That all changes one day when you find a builder who looks far more promising than the rest. After looking at your list of desired features, he assures you he can build your dream house under your desired budget. He even tells you there will be enough left over for a pool in the backyard! He tells you the other builders you’ve spoken with are just ripping you off.

When you walk through his model home, you are in awe of the beautiful vaulted ceilings, the ornate woodwork, the stunning granite countertops, and the elegant oak and marble floors. As you compare his proposed price to that of the other builders, the decision seems like a no-brainer. You sign a contract, secure financing, and shortly thereafter, you receive word that the ground has been broken and construction on your new home is underway.

You can barely contain your excitement. For the first time in your life, the two of you are going to have a home to call your own. You lie awake at night dreaming of the family dinners you will enjoy some day, kids playing in the yard, the Christmas parties you will host together, and the life that will be shared in your new establishment.

Several weeks into the project, the builder calls you to let you know it is ahead of schedule and under budget, as promised. Excited to see where things are, you grab your spouse and drive across town to see the progress for yourselves. As you pull into the new neighborhood, most homes being built appear to be in the beginning stages, but yours is much further along than the others. The framing is up, the siding is hung, and the floorboards have even been installed, meaning you can walk through the house and begin to envision the layout!

As the builder gives you a tour, you are blown away by the efficiency of his work. It’s all coming together even better than you expected! However, when you go down the stairs into the basement, things take a massive turn for the worse. To your dismay, you find that instead of a solid foundation, the house is sitting on nothing but the ground below it. In a moment, your heart sinks and you get this terribly uneasy feeling.

You ask the builder how he could possibly ignore such a critical part of the homebuilding process, hoping for a reasonable explanation. He begins to explain that in order to give you what you wanted within your budget, he had to leave some things out—all the while assuring you it would be fine. Sensing your frustration, he tells you to come back tomorrow to see the new state-of-the-art windows he is going to install. But you don’t care about this at all. You are completely deflated. You feel cheated—and understandably so. This man had sold you on the features of the house while ignoring the most critical part—the foundation.

This scenario is preposterous. Would any of us ever even consider hiring a builder like that? Of course not! But the far more important question is this: Are you that builder? When it comes to building our faith, Jesus warned us that many will build without a foundation.

- [DATA FOR ANALYSIS]
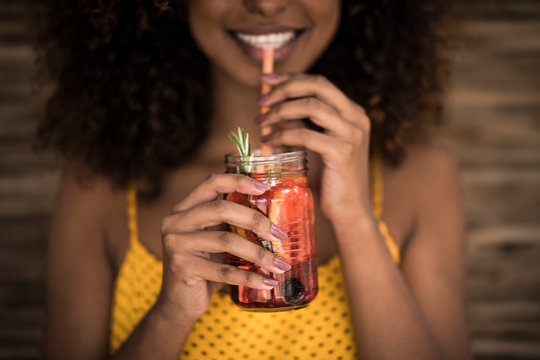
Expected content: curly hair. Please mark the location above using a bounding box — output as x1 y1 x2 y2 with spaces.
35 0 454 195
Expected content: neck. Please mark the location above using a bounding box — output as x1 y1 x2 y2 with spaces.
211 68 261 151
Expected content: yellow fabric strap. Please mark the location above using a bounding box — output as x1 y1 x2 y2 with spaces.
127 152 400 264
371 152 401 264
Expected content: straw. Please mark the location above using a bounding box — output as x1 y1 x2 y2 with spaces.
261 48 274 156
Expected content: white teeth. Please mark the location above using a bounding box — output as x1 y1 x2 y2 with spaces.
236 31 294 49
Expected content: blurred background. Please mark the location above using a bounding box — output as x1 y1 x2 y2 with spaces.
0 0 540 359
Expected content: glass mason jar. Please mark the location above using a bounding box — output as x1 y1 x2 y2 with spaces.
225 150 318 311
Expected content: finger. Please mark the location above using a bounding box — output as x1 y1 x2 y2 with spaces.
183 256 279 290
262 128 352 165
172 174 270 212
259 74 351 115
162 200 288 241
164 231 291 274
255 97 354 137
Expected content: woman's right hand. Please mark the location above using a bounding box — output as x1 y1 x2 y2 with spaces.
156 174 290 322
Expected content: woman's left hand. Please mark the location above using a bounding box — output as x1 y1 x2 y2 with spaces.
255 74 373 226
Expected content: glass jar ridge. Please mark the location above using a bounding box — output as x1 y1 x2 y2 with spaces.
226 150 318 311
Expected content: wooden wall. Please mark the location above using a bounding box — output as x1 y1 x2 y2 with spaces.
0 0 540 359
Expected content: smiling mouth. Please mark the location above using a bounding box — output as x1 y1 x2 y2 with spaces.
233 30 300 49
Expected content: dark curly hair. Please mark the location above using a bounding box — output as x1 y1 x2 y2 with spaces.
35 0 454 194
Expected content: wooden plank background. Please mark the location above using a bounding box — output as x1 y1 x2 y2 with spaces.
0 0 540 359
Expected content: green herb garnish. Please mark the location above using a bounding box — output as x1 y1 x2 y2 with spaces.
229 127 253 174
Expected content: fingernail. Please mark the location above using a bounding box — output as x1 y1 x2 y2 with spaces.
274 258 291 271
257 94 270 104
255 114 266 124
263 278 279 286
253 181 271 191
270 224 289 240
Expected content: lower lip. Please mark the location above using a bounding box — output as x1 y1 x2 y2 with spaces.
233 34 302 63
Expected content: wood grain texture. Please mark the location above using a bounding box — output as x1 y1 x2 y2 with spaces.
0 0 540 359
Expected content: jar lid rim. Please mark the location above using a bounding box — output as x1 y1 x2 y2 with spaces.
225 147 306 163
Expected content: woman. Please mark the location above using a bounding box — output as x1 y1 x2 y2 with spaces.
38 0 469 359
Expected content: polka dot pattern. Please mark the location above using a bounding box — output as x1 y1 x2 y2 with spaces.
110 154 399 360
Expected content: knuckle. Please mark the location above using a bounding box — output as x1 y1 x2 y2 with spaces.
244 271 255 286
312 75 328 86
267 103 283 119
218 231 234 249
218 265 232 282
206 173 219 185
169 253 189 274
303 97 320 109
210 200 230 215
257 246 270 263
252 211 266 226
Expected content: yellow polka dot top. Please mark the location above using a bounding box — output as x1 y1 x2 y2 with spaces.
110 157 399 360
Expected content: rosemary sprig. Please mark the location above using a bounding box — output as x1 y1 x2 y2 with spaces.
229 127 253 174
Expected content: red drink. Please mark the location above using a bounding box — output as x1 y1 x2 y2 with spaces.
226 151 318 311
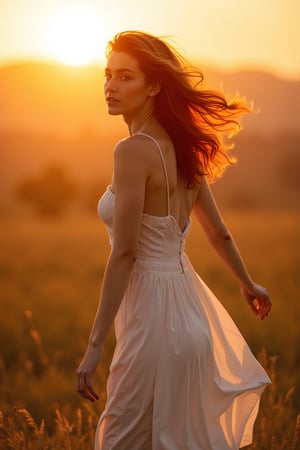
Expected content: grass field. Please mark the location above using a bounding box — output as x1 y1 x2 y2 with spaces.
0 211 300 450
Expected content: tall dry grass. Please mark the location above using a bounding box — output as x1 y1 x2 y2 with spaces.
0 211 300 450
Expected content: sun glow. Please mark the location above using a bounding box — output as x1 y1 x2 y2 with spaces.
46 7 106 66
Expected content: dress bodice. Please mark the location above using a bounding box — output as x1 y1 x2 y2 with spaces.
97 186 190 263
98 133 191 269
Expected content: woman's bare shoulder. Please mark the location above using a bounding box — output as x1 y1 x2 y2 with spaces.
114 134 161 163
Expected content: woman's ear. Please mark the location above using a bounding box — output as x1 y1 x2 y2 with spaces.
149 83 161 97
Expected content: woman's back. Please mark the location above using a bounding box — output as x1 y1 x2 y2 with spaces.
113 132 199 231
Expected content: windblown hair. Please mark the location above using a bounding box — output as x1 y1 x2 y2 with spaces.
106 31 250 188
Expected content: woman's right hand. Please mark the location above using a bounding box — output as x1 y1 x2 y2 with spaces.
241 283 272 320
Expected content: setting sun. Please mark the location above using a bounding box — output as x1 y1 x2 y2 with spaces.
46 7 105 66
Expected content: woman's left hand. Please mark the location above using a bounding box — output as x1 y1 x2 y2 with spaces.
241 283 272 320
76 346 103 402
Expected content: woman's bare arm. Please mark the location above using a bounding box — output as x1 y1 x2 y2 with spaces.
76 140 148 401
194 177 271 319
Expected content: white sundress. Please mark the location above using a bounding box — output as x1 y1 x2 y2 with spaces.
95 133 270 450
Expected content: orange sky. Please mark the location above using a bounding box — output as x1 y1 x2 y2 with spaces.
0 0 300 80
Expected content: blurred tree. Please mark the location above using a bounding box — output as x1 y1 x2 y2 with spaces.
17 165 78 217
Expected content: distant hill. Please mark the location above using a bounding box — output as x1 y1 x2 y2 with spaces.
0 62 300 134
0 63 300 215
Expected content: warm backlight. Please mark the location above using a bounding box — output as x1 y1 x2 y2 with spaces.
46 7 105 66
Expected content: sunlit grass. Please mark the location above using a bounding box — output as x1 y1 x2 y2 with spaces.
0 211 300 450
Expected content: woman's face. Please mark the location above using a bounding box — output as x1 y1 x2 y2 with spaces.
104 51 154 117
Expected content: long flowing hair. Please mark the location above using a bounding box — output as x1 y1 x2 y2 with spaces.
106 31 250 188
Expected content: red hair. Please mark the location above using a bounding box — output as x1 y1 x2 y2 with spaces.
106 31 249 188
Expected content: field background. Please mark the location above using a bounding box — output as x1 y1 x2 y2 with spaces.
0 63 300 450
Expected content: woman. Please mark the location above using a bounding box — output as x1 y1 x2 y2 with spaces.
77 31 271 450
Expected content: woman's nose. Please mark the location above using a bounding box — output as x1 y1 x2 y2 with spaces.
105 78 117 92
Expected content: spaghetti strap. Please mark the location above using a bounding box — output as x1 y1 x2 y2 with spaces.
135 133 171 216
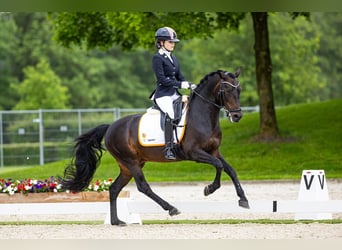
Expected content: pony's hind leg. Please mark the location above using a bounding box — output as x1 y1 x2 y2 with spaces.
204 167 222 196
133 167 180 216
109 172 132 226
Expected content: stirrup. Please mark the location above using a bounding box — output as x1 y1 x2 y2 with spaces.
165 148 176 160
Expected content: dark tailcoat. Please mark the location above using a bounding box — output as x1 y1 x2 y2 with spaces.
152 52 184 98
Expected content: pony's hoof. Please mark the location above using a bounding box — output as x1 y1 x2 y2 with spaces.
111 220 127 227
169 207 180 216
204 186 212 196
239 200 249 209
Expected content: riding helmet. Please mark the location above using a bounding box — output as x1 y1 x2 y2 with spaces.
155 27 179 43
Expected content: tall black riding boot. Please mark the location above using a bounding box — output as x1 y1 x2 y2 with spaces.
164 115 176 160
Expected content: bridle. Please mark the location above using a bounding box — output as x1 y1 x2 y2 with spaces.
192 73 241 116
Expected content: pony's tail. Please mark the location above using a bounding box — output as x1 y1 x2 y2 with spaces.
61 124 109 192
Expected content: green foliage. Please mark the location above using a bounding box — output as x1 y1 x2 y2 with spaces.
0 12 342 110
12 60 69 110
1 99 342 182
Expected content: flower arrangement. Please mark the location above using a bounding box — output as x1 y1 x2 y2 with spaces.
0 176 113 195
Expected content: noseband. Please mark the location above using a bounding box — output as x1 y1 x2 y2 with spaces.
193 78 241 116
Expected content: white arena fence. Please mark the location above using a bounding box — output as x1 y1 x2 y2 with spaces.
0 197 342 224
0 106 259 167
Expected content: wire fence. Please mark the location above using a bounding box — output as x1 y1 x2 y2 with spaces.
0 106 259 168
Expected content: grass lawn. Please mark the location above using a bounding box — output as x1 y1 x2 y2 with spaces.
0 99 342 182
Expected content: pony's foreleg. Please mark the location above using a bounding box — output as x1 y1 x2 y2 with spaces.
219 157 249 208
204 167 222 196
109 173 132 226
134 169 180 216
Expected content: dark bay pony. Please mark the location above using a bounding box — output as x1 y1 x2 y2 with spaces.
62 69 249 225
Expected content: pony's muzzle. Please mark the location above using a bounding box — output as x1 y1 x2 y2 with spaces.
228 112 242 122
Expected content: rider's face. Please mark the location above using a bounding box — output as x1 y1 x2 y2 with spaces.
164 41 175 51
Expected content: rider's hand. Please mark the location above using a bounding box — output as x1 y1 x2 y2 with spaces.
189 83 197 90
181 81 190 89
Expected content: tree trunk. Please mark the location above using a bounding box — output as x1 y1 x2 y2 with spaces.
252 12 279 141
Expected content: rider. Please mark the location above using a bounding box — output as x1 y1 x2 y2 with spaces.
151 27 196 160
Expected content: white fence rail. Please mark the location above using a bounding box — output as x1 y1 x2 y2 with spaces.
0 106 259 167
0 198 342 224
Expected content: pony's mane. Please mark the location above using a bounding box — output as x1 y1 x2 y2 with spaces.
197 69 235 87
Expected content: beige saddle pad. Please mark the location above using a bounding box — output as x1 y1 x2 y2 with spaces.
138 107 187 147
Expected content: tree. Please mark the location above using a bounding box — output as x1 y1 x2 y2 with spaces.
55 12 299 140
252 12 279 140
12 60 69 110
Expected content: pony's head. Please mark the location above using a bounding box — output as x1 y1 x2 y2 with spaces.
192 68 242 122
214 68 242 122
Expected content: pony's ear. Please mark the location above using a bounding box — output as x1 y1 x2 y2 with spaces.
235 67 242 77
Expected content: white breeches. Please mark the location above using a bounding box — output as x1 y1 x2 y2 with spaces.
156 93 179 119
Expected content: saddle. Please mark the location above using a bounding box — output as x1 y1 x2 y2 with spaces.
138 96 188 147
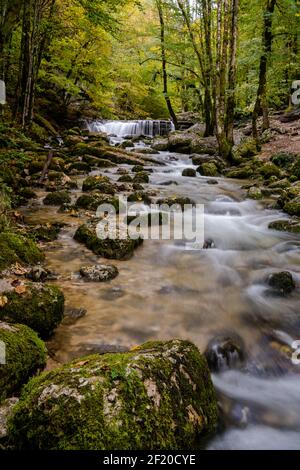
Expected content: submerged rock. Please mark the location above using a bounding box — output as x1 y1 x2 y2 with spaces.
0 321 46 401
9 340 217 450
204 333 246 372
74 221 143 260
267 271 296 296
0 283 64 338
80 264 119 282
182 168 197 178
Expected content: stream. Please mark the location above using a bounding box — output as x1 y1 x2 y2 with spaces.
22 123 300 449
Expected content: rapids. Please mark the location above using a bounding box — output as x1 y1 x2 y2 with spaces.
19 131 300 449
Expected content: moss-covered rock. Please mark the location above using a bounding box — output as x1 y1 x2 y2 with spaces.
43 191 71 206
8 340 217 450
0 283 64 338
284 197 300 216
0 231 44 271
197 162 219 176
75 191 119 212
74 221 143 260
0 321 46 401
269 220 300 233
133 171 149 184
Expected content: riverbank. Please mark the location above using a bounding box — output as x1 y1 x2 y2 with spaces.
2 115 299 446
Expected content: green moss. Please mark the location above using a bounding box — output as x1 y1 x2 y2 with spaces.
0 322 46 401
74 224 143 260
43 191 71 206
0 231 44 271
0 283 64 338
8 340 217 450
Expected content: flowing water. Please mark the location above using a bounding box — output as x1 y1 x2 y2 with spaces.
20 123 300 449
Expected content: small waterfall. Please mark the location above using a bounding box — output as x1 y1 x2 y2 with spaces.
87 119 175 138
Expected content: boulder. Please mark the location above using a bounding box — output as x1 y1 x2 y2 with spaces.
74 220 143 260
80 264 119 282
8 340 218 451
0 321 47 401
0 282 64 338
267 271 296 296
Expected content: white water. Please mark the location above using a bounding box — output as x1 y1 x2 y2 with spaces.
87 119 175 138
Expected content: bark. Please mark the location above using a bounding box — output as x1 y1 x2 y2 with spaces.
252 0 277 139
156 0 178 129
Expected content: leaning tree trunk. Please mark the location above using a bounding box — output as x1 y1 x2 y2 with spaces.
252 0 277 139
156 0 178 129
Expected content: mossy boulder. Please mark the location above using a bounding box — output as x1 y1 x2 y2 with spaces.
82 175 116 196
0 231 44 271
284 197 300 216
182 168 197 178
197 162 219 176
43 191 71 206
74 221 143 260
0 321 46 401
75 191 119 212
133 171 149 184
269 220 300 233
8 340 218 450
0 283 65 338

- [BRIEF] Continue the passage about the house with no foundation, picking up after its final sentence. The rows have nothing to do with the passage about the house with no foundation.

- [REPLY]
Near the beginning of His ministry, He told this parable:

“Everyone then who hears these words of mine and does them will be like a wise man who built his house on the rock. And the rain fell, and the floods came, and the winds blew and beat on that house, but it did not fall, because it had been founded on the rock. And everyone who hears these words of mine and does not do them will be like a foolish man who built his house on the sand. And the rain fell, and the floods came, and the winds blew and beat against that house, and it fell, and great was the fall of it.”—Matthew 7:24–27 ESV

On the surface, both men appeared to have built well. However, when the storms came, the strength of each man’s foundation was truly tested and revealed for what it was.

Now, it’s easy for each of us to assume we are the wise builder, but we shouldn’t be so quick to do so. The difference between sand and rock is far more subtle than you may think—one is simply small particles of the other, conforming to whatever presses against it. Right now in our culture, there is an increasing tendency to focus on parts of God’s Word we find comfortable while ignoring parts that are hard to live out or may offend someone. We end up looking to God only for what we want, for what makes us feel good—but neglect looking to Him for what we need, which is a transformed life that conforms to His image. When we do that, we end up with a faulty foundation.

When things are good, it is hard to spot the difference. But when the storms come—and rest assured, storms will come—your foundations will be revealed for what they truly are. When that time comes, will you have built on sand, having merely listened to Jesus’s words? Or will you have built a solid foundation upon a rock by putting Jesus’s words into practice?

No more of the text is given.